WORK INSTRUCTIONS: Whenever a line in the data contains "breaking", show that line.

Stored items
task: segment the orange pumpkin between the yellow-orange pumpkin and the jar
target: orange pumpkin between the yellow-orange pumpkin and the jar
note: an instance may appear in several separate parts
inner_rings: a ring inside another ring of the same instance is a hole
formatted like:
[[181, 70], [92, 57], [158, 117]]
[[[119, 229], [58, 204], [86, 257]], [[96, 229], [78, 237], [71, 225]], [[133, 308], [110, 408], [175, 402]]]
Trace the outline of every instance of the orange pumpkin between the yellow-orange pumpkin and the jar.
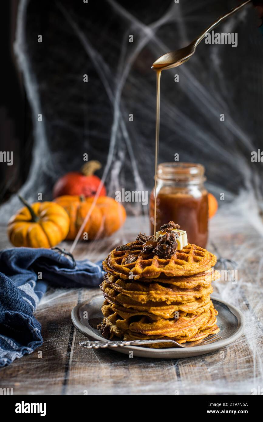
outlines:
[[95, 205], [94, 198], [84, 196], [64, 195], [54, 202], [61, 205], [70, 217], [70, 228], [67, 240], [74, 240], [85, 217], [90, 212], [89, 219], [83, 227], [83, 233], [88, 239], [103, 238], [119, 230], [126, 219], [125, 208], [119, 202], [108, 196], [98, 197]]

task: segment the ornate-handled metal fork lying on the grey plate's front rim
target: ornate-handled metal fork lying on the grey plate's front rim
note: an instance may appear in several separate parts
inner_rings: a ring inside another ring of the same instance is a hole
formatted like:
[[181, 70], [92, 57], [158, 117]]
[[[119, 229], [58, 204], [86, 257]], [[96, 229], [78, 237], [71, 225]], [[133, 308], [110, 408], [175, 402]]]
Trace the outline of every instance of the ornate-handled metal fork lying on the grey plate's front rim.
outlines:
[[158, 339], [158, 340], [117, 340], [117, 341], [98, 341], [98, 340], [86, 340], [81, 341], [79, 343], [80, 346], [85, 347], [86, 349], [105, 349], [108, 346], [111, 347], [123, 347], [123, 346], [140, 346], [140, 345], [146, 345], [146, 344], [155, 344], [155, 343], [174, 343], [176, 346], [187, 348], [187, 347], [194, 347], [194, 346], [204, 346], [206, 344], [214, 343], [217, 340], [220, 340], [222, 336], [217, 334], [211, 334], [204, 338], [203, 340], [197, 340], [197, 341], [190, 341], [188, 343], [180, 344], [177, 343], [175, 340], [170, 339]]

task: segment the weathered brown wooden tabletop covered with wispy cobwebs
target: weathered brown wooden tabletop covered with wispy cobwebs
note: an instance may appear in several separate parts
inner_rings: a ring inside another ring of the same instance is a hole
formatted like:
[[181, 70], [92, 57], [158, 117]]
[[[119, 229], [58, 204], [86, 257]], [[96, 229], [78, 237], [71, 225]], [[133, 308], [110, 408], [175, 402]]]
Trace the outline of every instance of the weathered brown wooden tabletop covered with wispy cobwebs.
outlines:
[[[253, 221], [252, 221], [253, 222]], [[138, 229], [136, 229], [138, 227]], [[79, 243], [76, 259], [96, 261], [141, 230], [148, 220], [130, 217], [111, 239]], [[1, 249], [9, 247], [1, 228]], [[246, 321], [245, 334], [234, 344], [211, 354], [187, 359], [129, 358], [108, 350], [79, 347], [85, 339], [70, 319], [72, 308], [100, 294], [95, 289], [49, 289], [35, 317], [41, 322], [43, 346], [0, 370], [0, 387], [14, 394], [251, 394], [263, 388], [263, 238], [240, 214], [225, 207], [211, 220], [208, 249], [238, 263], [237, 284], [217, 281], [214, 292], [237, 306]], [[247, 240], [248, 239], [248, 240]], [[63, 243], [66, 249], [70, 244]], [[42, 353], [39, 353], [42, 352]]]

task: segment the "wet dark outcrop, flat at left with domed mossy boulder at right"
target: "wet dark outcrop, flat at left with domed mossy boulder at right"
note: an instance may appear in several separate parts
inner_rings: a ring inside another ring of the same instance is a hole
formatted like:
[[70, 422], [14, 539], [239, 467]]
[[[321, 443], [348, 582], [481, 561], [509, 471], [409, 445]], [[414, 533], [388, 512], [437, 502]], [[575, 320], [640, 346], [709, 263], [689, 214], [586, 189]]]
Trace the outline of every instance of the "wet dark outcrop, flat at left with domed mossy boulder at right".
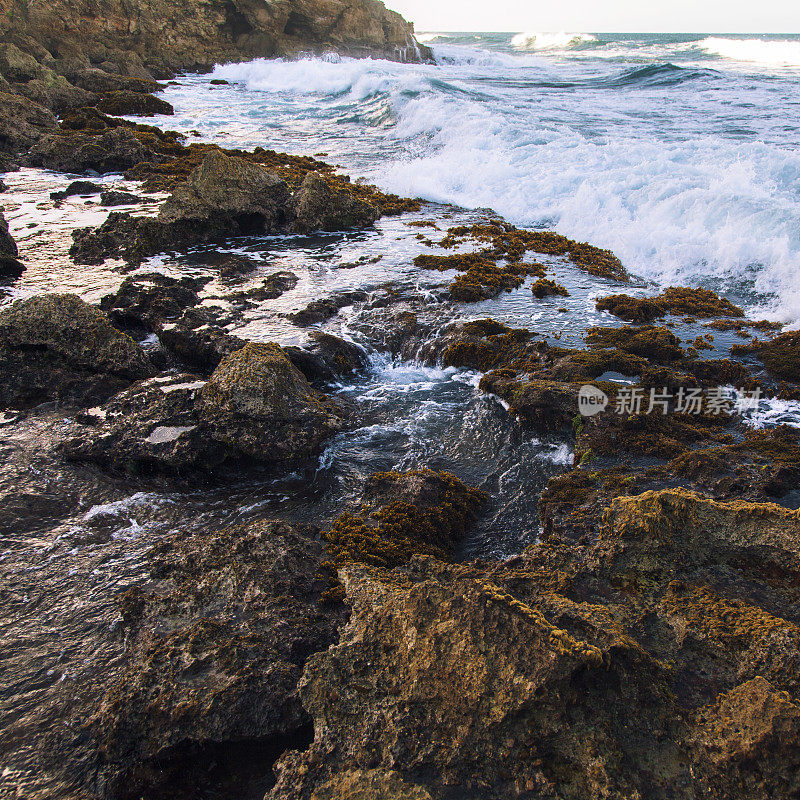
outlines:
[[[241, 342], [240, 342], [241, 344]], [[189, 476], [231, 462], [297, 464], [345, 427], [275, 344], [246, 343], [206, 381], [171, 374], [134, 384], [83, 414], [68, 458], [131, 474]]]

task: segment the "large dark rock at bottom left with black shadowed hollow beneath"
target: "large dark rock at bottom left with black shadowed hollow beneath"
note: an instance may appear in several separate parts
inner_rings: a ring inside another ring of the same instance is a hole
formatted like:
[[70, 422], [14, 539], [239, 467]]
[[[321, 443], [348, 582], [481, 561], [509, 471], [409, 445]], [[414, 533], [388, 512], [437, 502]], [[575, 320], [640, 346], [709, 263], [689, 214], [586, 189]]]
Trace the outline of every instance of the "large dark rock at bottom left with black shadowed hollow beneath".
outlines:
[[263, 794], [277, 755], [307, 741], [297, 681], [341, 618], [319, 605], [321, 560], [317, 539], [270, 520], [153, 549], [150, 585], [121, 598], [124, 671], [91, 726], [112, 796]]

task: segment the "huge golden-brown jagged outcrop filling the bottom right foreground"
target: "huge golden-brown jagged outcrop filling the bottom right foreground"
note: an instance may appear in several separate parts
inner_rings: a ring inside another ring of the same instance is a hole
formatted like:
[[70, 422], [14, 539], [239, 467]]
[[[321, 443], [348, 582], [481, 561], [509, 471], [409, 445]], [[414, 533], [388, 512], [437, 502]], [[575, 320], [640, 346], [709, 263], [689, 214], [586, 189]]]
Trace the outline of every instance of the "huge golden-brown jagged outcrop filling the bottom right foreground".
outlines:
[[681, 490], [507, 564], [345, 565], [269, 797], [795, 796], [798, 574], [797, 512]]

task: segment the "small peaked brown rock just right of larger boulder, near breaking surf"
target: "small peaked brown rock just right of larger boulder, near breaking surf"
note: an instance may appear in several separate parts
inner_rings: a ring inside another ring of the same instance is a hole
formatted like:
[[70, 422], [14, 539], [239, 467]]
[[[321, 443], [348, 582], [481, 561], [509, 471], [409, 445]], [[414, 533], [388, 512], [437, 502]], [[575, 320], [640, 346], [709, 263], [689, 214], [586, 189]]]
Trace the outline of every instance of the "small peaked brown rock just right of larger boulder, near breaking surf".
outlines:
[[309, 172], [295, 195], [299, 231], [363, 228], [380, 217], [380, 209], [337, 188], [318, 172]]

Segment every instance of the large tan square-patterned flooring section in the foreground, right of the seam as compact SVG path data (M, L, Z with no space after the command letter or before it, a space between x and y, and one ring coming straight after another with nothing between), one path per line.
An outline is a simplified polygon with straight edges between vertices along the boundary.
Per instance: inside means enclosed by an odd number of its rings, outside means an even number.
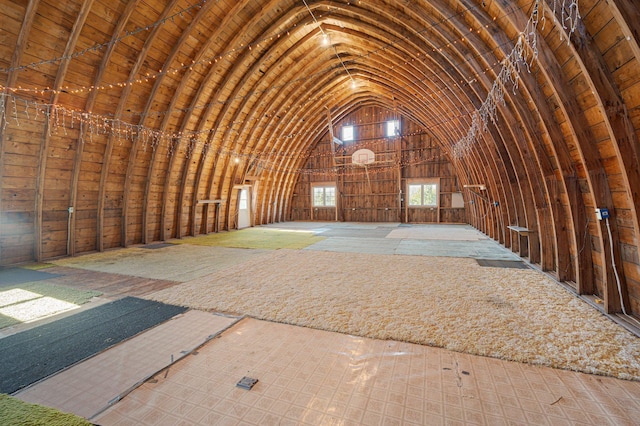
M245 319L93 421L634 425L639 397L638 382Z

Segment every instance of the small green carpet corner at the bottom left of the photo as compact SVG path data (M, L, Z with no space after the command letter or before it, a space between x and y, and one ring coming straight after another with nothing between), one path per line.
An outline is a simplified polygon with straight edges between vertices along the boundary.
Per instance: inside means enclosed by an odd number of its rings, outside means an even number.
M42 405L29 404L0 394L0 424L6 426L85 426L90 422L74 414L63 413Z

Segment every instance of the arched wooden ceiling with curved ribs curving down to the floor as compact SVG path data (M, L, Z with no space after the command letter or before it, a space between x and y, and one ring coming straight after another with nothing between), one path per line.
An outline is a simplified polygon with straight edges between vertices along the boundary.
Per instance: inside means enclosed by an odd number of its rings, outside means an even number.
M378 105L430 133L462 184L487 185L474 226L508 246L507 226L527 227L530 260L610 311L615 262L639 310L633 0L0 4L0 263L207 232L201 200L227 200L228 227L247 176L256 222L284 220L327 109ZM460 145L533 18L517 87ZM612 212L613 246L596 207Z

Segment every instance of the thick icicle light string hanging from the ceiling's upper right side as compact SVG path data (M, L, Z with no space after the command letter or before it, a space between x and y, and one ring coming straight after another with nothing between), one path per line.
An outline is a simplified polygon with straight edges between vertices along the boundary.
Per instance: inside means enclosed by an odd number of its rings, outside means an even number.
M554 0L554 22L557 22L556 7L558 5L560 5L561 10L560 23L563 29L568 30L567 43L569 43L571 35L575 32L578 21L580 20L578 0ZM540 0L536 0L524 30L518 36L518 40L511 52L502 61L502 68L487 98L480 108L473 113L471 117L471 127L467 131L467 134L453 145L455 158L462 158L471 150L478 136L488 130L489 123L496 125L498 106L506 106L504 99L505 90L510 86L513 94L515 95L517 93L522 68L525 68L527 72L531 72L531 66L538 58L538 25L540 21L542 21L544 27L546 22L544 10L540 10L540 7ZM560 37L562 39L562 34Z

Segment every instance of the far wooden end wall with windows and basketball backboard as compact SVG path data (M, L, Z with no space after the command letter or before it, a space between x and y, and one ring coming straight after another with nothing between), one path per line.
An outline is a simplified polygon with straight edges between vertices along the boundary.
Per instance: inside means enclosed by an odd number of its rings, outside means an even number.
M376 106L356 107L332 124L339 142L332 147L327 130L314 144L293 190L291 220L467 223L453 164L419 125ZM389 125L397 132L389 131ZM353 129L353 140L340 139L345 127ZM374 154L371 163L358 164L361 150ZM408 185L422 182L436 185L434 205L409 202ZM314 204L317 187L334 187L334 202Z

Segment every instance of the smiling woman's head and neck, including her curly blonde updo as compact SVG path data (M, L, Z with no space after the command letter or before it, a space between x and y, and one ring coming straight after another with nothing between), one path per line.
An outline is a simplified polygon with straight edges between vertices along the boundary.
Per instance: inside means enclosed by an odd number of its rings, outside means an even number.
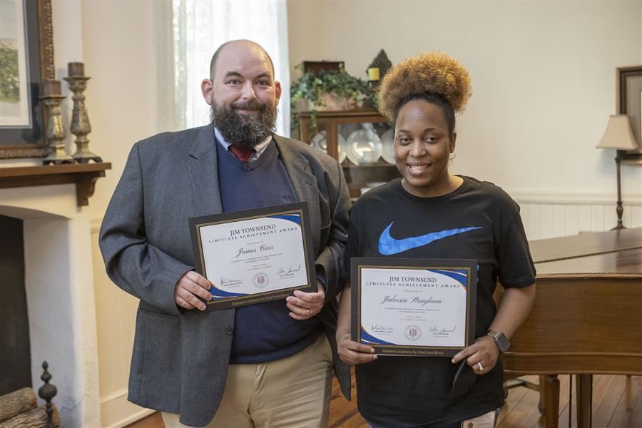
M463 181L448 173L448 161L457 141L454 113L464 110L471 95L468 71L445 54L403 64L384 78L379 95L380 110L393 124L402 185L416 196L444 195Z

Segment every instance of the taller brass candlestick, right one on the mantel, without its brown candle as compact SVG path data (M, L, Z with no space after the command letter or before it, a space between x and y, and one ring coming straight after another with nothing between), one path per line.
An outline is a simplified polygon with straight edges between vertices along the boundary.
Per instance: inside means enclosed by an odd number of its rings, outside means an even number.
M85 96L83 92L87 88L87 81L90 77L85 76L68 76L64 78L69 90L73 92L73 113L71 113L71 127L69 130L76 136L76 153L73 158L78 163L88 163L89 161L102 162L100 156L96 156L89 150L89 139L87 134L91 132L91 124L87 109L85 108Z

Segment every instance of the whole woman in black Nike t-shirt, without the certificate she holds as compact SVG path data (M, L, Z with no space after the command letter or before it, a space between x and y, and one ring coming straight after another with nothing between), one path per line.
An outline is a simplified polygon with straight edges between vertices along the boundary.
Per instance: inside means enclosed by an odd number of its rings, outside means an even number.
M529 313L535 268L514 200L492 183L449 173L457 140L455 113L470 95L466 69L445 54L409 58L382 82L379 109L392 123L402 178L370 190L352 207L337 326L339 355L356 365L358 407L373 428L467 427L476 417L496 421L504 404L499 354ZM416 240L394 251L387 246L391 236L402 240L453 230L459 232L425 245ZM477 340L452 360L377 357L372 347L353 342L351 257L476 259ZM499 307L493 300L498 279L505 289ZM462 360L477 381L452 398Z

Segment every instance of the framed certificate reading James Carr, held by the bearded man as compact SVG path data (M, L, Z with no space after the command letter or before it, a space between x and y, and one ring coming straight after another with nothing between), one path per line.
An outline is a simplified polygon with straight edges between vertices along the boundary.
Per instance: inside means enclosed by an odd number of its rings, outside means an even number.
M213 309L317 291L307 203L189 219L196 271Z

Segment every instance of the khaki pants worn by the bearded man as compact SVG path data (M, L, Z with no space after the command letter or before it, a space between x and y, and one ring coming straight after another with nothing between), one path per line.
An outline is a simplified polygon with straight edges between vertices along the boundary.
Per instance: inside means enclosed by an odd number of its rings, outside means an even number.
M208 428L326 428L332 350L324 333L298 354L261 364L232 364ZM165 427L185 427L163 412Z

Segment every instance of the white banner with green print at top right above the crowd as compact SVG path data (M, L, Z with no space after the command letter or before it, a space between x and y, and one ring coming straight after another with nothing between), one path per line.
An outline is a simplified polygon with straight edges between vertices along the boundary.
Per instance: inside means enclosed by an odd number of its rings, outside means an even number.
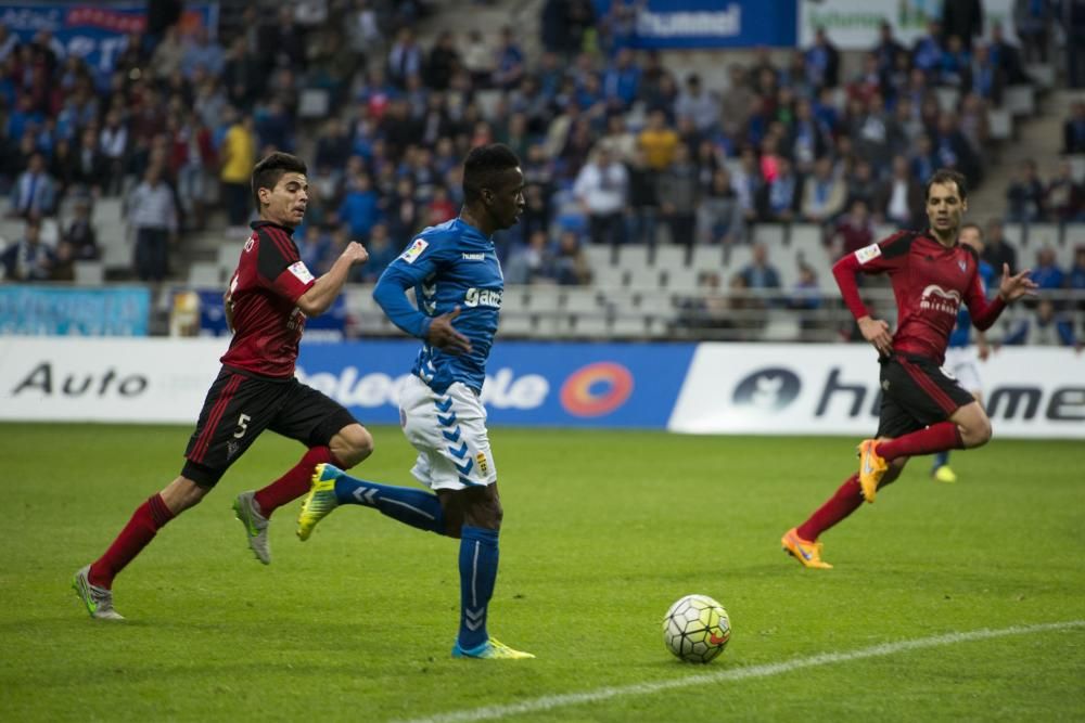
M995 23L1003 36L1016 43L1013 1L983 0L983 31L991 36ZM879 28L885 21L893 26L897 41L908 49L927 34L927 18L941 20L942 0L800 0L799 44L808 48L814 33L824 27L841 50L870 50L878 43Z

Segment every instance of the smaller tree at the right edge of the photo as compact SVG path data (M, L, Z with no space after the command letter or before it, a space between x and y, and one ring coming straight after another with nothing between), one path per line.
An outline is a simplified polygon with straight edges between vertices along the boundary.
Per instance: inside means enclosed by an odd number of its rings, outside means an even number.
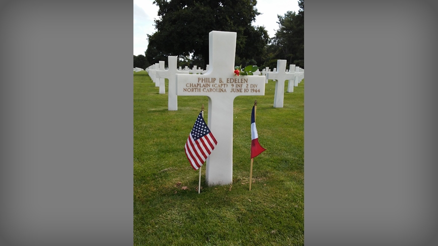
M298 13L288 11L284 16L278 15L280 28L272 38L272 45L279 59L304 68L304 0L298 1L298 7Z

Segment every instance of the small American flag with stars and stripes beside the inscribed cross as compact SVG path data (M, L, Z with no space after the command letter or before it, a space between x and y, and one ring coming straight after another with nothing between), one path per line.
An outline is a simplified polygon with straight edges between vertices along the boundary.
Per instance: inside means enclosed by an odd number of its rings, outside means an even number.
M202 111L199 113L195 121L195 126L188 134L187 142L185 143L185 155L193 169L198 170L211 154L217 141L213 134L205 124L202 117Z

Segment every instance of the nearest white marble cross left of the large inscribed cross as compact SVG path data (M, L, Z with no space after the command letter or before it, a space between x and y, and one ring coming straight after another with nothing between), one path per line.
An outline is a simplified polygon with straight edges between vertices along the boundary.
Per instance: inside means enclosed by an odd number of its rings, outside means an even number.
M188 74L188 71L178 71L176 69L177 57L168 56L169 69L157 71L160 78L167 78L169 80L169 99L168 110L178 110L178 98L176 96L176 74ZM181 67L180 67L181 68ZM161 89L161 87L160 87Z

YOUR SOLUTION:
task: segment the "small peaked brown rock just right of larger boulder, near breaking surf"
target: "small peaked brown rock just right of larger boulder, near breaking surf"
Trace the outline of every instance of the "small peaked brown rock just right of larger boulder, near breaking surf".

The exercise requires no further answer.